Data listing
►
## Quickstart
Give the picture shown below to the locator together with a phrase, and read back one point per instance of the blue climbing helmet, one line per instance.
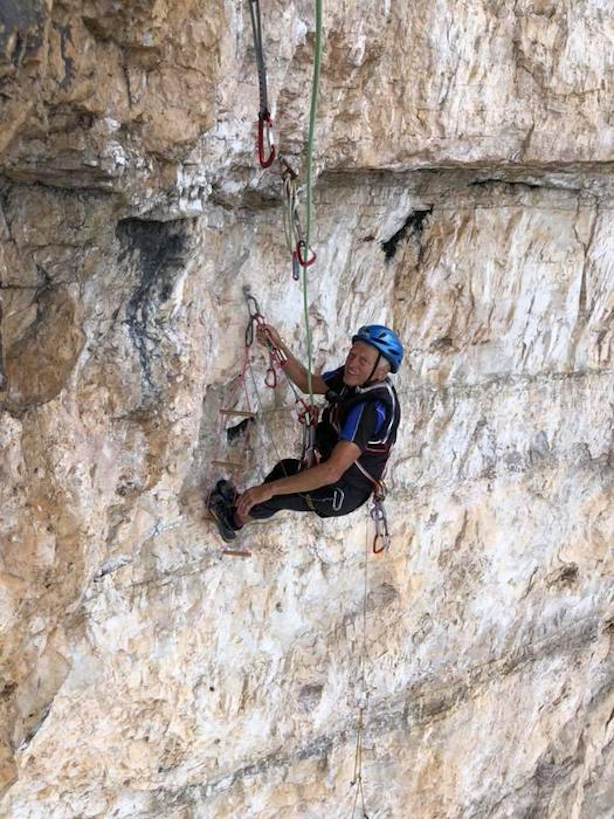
(385, 340)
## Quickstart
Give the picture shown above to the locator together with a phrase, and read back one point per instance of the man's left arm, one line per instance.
(342, 457)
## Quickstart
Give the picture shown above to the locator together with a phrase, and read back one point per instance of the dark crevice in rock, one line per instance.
(69, 71)
(20, 29)
(36, 727)
(160, 249)
(413, 225)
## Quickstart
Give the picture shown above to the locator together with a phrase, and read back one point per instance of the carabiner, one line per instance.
(382, 535)
(265, 119)
(296, 267)
(302, 246)
(270, 378)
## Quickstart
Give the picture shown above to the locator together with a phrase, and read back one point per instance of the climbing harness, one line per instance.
(265, 123)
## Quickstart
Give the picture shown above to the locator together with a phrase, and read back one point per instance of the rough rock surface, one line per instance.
(464, 194)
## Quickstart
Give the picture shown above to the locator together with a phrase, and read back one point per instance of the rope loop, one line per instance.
(265, 134)
(301, 247)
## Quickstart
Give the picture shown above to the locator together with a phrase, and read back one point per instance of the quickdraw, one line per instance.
(276, 358)
(265, 123)
(308, 418)
(293, 230)
(381, 539)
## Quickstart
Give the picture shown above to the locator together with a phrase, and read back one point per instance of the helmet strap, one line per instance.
(375, 366)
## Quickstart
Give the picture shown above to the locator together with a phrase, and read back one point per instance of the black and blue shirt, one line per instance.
(367, 416)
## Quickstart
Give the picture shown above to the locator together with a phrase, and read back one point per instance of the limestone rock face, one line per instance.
(463, 196)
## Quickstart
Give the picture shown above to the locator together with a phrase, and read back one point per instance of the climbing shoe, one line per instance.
(227, 490)
(221, 512)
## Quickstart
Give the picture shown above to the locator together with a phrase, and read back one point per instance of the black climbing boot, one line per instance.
(221, 512)
(227, 490)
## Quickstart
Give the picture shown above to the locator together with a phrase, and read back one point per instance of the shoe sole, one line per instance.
(221, 525)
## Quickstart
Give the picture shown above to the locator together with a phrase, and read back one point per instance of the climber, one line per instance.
(354, 438)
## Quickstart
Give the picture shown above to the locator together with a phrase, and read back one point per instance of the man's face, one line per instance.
(359, 363)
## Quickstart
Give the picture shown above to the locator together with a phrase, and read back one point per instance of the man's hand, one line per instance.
(249, 498)
(266, 334)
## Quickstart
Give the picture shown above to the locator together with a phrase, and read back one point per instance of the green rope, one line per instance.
◄
Written instruction —
How many lines in the rows above contain the string "shoe"? Reply with the number alone.

The solution —
2